--- START Passage shown ---
What are R and RStudio?

  • R is a programming language for statistical computing, data analytics, and scientific research. It is one of the most widely used languages by statisticians and researchers to manage, manipulate, analyze, and visualize data.
  • RStudio is an integrated development environment (IDE) for R that makes interaction with R easier — code completion, debugging, project management, plot viewing.
  • In 2022 RStudio was rebranded Posit to signal its move toward language-agnostic tooling.

In order to use RStudio, you need to have R installed. RStudio is just the interface. R does the actual computing.

Installing R and RStudio

  1. Go to https://cran.r-project.org/ and click Download R for Windows / macOS.
  2. Click base subdirectory.
  3. Click Download R-x.x.x for Windows and run the .exe. Accept defaults.
  4. Go to https://posit.co/download/rstudio-desktop and click Download RStudio.
  5. Run the RStudio installer.

RStudio interface

Three main panes when you open RStudio:

  1. Console — where R code is executed.
  2. Global Environment / History — your in-memory objects.
  3. Files / Plots / Packages / Help / Viewer — the swiss-army-knife pane.
  4. Script Editor — where you write and save your R scripts.

Writing code in RStudio

  • Load and save .R scripts.
  • Keeps a record of your analysis — show others how it was run, repeat later.
  • Edit code without accidentally running it.
  • Where R code is executed.
  • You can also run code interactively here, but it is NOT saved on disk.
  • See output and errors directly.

Write and run code through the Script Editor. Use the Console only for quick exploration.

Setting the working directory

# Option 1: menu
# Session → Set Working Directory → Choose Directory…

# Option 2: code
setwd("C:/Users/<you>/Documents/research-in-finance")

# Verify
getwd()
  • The working directory (wd) is where R looks for and saves files.
  • Two ways to set it: via the menu, or in code with setwd().
  • Always verify with getwd() to avoid confusion about where your files are being read from or written to.
  • Tip: set the working directory at the start of your script so it’s clear where files are coming from and going to. Avoid hardcoding paths if you plan to share your code with others or run it on different machines.

Getting started — running code

The blinking cursor in the Script Editor prompts you to write. The Console shows > when R is ready.

Four ways to run code:

  1. Ctrl/Cmd + Enter — run current line / selection.
  2. Click Run.
  3. Ctrl + Shift + Enter — run all lines in the editor.
  4. Highlight lines and click Run.

Short exercise

Type 1 + 2*8 and log(10). Result appears in the Console with a leading [1] (the index of the first element on that line).

What are packages?

  • Packages expand what you can do beyond base R.
  • A collection of functions, data sets, and other R objects under one name.
  • Install from repositories: CRAN, GitHub, etc.
  • The Packages tab lists installed packages; click Update to upgrade; the small × uninstalls.

Installing and loading packages

install.packages("tidyverse")
install.packages("tidyquant")
install.packages("Quandl")

Or click Install in the Packages tab.

library(tidyverse)
library(tidyquant)
library(Quandl)
--- END Passage shown ---
Can you write the next part of the R and RStudio tutorial, picking up after the library() calls? The data after the R and RStudio tutorial aren't needed.
--- START Dataset content ---
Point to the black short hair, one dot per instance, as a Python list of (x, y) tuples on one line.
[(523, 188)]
--- END Dataset content ---
**Task answer:**
Or tick the package’s checkbox in the Packages tab.

Short exercise

Install and load the tidyverse, tidyquant, and Quandl packages.

2.4 Live Coding Session 1

  • 2.1 Course objectives
  • 2.2 Recap from Lecture 1
  • 2.3 Introduction to R
  • 2.4 Live Coding Session 1
  • 2.M Conclusion of Lecture 2
  • Creating objects / variables
  • Four data types in R
  • Variables and basic operations
  • Five basic data structures
  • Vectors
  • Matrices
  • Data frames
  • Lists
  • Functions
  • Loops
  • Data import & export — file types
  • Data import & export — examples
  • Saving your script
  • Closing an R session

Creating objects / variables

# Practice
x <- 5
x + x   # → [1] 10
y <- x * 2
y       # → [1] 20
  • The “<-” operator assigns the value on the right to the name on the left.
  • Avoid long object names, be descriptive
  • Don’t reuse names of existing R functions
  • No blank spaces - use _ or .
  • R is case-sensitive (x and X are different)
  • Use = for function arguments, but “<-” for assignment to avoid confusion
  • Don’t use = for assignment in scripts, as it can lead to bugs and readability issues

Four data types in R

  1. Numeric — numbers that may contain decimals.
    • Integer — special case, no decimals (suffix L).
  2. Character — text (strings); wrap in " ".
  3. Factor — special character used for categorical data (e.g., male/female, months).
  4. Logical — Boolean (TRUE / FALSE).

class(objectname) returns the higher-level label R uses to decide which functions and behaviors apply ("data.frame", "factor", "matrix", "numeric").

Variables and basic operations

myNumber  <- 3      # numeric (default)
myInteger <- 10L    # integer ('L' suffix)
myText    <- "Some sentence..."   # character
myFactor  <- factor(c("red", "blue", "red", "green")) # factor
levels(myFactor)    # "blue" "green" "red"
myLogical <- TRUE   # logical
  • Assign and compute financial metrics — returns, prices, ratios — quickly during empirical work
  • Use factors to manage categorical variables like sectors, credit ratings, or time periods
  • Logical variables are useful for filtering data frames (e.g., subset(myData, myData$sector == "Tech"))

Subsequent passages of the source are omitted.